## Task objective
Transcribe all of the material exactly, except for its pictures.

(Point annotation records)
● ● ● ● ● ● ●

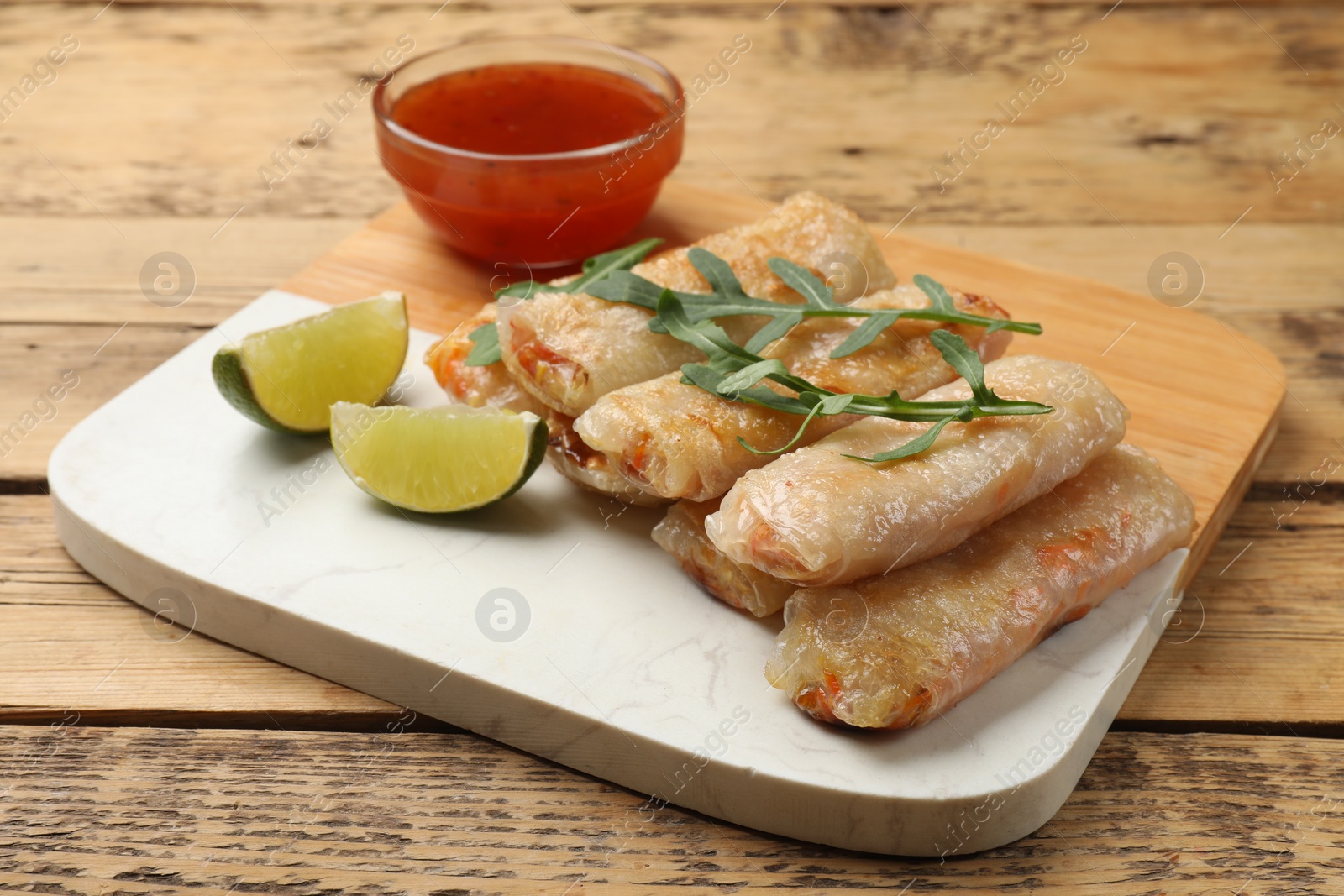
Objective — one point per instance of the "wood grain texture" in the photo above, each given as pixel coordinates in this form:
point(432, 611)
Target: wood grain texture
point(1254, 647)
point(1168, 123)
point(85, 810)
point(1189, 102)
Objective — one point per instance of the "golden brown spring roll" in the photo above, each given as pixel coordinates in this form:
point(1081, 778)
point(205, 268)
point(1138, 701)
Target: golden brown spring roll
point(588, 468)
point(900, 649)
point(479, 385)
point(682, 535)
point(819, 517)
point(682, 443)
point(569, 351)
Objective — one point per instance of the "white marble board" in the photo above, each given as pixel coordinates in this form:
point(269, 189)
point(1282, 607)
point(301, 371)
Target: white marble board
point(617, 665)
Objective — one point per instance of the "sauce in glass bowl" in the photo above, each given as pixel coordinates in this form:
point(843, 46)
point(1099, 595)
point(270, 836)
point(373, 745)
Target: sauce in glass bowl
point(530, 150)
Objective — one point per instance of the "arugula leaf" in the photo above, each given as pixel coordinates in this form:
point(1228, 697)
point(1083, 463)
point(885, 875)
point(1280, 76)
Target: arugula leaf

● ● ● ● ● ● ●

## Exercise solution
Objective — one point per instance of the "wood grain texture" in the photo above, each given as pixel coordinates in this form:
point(432, 611)
Target: wood grain texture
point(1254, 647)
point(1168, 123)
point(85, 810)
point(1189, 102)
Objective — one point per instance of the "golden brown spring roll" in the photo above, each given as pixel coordinates in this form:
point(1081, 778)
point(205, 268)
point(1138, 701)
Target: golden brown spring roll
point(588, 468)
point(900, 649)
point(479, 385)
point(682, 535)
point(819, 517)
point(682, 443)
point(569, 351)
Objective — one point per instance of the "white marble board" in the photo above, each given as pixel coordinates in this form:
point(269, 189)
point(1282, 607)
point(301, 371)
Target: white marble board
point(617, 665)
Objective — one point per instance of the "sauce in glass bowl" in the photo above, each given as pixel coordinates in this form:
point(843, 46)
point(1099, 595)
point(270, 836)
point(373, 745)
Target: sauce in glass bowl
point(530, 150)
Objective — one point per instance of the "arugula leaf" in the photo above, each given as pixel coordinates in this form:
point(1228, 697)
point(1083, 463)
point(885, 875)
point(1280, 76)
Target: arugula leaf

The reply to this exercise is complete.